## Work to be completed
Copy each entry as it stands, leaving nothing out.

[Extracted data entries]
======
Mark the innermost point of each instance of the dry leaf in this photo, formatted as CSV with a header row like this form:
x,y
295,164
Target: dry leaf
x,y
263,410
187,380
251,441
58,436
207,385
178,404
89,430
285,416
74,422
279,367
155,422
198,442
======
## Solved problem
Mark the innermost point of each instance of the dry leaf in this photo, formatted as CSV with a header row like this form:
x,y
295,164
Target: dry leaf
x,y
263,410
187,380
251,441
58,436
207,385
178,404
89,430
285,416
74,422
279,367
155,422
198,442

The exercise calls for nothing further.